EXERCISE INSTRUCTIONS:
Reproduce the passage of the June challenge thread from "Ok, last month" up to and including "decide the better.", word for word.

PASSAGE SHOWN:
######
# June Challenge-Idea thread



## bill (May 21, 2004)

Ok, last month was a hit, not too easy and not too hard (took many out of their comfort zone







). Let's toss out some ideas in this thread so we can get one picked out and locked down. Think it will be a busy month so the quicker we decide the better.


----------



## diveback (Jan 29, 2007)

http://www.woodturningonline.com/Turning/Projects/football.html


----------



## Bobby (May 21, 2004)

How about some birdhouse ornaments?


----------



## Tortuga (May 21, 2004)

How 'bout a nice, straight stick ????? :rotfl::rotfl::rotfl:


----------



## Slip (Jul 25, 2006)

I kinda agree. Maybe one of your best pens and all to be donated to the troops or auction?


----------



## Tortuga (May 21, 2004)

slip knot said:


> I kinda agree. Maybe one of your best pens and all to be donated to the troops or auction?


LOL...Slip...I think you misunderstood me.. I was referring to just a plain nice straight smooth STICK...

You guys are making me THINK..and that's hard at this point in life.:rotfl:

You might have an idea on the 'pens for troops' thang, though.. Mebbe each person's best shot at an inlay or sumthin'.. Course, I don't think that mustard monster machine of Galvbay's will handle sumthin' that small...:redface:


----------



## bill (May 21, 2004)

I like the birdhouse, heck I even got a few little birds around here


----------



## bear hide (Feb 14, 2008)

I like the bird house ornament. I'm retiring Thursday. After a hundred thousand honey-dos, I may have time to spin something.


----------



## Slip (Jul 25, 2006)

If and when I ever get back to the US, I will have to try to participate in what ever is decided. Even if the pen thing gets picked or the birdhouse, my Mustard Monster will sure try to spin something even that small. I'm just getting anxious to get back and try one. So far, I think I will fly back home June 20th if all continues to go well. Or at least I hope so. Sure is a lot of Euculiptus (sp.) trees here. Not sure how I can slip some through customs on the plane though.


----------



## Bobby (May 21, 2004)

The bird house ornaments are easy to make and open to your imgenation(sp). I made about 30 of them and have 2 or 3 left.My wife loves to give them away.


----------



## Robert A. (Jan 8, 2009)

bear hide said:


> I like the bird house ornament. I'm retiring Thursday. After a hundred thousand honey-dos, I may have time to spin something.
######
ENTRIES:
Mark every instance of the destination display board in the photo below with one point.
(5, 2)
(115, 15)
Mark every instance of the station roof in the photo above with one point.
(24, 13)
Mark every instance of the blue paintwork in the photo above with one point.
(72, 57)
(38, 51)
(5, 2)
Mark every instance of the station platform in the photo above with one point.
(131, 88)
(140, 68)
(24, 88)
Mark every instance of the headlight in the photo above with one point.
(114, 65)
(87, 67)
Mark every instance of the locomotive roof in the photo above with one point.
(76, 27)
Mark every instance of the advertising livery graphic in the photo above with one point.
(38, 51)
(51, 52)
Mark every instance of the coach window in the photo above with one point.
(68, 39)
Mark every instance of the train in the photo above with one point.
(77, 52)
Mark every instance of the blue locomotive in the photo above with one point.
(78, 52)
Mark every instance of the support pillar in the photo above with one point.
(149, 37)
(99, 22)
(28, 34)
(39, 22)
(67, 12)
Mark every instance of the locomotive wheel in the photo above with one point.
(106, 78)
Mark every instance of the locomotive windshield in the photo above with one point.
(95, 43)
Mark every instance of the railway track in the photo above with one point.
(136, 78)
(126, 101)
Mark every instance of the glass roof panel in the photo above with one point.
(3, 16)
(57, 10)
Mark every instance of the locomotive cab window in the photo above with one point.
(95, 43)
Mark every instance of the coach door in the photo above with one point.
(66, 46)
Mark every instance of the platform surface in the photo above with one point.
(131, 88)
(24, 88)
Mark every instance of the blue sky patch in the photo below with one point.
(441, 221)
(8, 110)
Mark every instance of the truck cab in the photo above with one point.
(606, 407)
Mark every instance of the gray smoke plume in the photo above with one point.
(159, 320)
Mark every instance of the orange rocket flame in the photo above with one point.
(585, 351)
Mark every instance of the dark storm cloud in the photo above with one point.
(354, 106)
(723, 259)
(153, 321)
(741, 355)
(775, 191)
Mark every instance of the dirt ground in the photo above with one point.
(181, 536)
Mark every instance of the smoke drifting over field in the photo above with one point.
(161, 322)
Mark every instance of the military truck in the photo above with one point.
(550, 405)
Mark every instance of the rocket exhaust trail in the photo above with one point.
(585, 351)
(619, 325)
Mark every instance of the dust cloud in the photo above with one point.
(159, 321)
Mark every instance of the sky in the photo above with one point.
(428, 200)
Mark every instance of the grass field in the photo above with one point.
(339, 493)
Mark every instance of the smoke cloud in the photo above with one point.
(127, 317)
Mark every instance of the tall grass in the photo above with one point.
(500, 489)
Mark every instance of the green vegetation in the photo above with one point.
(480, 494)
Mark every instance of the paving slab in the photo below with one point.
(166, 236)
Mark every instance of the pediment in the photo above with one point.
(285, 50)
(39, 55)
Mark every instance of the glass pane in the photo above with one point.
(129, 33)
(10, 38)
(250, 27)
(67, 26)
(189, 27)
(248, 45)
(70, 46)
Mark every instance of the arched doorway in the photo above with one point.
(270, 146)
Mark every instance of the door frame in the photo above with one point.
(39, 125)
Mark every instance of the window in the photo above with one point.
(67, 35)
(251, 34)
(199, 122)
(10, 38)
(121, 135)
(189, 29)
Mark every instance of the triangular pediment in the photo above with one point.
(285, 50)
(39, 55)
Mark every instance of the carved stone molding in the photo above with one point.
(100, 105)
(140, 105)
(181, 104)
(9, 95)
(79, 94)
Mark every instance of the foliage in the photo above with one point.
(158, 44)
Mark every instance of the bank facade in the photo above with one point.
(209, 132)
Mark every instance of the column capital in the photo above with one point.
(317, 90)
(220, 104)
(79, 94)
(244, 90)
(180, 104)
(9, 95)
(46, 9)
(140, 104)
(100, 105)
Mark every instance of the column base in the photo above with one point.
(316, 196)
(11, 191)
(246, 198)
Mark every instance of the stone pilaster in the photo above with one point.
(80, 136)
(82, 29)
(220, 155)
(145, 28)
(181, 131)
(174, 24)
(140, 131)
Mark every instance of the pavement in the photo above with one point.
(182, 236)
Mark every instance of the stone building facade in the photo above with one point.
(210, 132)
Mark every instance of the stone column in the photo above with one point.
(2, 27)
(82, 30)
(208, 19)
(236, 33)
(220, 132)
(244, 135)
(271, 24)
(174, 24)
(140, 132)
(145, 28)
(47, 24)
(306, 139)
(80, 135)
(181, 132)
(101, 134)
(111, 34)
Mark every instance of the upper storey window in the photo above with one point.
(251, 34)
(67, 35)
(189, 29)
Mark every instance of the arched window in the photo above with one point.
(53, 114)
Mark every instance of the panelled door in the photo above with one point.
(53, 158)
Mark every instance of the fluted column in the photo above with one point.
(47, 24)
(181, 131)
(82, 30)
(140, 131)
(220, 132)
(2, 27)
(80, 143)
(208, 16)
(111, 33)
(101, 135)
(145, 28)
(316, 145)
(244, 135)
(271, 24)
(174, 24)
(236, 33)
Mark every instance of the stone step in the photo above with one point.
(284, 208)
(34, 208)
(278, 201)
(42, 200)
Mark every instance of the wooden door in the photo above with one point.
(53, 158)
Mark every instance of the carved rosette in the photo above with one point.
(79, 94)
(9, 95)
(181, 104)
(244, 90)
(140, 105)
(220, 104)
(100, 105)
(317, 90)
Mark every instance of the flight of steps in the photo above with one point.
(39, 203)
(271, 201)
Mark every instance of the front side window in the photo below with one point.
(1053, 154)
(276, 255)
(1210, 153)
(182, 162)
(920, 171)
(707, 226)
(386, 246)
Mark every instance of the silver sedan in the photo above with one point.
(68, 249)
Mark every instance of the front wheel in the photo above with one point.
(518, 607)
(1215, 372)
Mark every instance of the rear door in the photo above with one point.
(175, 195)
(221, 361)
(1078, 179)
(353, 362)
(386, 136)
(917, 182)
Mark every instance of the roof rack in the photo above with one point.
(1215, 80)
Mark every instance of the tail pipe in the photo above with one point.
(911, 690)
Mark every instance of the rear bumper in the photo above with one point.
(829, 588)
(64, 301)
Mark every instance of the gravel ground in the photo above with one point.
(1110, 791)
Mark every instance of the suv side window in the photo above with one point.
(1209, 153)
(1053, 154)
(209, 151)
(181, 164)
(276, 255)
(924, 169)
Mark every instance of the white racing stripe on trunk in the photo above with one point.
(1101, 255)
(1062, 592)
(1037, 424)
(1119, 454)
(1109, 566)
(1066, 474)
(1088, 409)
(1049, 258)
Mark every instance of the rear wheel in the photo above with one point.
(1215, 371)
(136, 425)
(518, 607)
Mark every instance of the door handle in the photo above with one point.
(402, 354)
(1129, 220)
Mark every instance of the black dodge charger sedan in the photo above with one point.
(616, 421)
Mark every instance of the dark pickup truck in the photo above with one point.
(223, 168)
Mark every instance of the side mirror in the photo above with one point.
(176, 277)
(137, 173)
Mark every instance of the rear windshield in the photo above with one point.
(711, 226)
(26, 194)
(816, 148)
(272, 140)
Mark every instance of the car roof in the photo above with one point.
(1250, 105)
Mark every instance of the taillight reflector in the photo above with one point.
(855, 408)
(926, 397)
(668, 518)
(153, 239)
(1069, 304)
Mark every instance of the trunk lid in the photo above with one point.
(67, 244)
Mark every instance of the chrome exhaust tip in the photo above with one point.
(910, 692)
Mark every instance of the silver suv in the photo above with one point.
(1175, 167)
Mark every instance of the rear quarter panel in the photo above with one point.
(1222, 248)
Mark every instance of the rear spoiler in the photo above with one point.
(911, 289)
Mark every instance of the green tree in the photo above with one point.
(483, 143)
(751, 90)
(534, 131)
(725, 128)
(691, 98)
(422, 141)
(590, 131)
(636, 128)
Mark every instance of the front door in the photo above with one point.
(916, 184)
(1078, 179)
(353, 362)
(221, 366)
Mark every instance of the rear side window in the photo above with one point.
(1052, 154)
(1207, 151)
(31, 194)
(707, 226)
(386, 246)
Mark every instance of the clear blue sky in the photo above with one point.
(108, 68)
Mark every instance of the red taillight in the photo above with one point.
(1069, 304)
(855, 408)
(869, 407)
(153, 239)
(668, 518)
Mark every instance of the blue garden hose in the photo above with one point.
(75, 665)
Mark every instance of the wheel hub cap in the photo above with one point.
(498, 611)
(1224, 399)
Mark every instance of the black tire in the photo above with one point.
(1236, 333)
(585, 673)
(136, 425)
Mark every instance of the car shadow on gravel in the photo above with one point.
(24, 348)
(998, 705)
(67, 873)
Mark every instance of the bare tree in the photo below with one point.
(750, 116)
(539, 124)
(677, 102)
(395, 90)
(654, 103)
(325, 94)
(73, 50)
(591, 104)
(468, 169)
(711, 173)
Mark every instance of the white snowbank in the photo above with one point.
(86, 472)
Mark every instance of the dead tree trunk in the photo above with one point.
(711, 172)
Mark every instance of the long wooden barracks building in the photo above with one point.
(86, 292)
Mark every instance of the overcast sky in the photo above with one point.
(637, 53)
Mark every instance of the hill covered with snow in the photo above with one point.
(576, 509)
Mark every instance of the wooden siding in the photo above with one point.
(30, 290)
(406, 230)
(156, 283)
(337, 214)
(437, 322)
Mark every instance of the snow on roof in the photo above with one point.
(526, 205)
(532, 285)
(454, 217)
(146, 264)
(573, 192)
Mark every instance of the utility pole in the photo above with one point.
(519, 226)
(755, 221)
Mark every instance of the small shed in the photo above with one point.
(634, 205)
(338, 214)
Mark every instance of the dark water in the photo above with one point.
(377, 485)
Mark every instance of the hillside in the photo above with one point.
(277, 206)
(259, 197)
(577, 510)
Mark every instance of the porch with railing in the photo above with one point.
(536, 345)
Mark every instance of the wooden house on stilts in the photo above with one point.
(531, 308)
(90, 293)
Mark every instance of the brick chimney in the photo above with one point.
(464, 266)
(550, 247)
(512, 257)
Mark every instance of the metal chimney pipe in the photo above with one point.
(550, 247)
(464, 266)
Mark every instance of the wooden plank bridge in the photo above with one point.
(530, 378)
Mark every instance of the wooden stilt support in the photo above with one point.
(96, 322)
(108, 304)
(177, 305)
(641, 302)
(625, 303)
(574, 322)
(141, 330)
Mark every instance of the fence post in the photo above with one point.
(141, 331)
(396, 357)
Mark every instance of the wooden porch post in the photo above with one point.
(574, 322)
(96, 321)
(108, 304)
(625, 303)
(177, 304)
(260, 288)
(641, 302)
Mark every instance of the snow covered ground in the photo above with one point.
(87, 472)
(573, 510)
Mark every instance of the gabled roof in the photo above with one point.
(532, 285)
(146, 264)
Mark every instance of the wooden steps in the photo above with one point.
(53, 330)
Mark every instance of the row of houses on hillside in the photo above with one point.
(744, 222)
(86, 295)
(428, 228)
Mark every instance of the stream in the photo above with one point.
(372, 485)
######
FINAL RESULT:
Ok, last month was a hit, not too easy and not too hard (took many out of their comfort zone







). Let's toss out some ideas in this thread so we can get one picked out and locked down. Think it will be a busy month so the quicker we decide the better.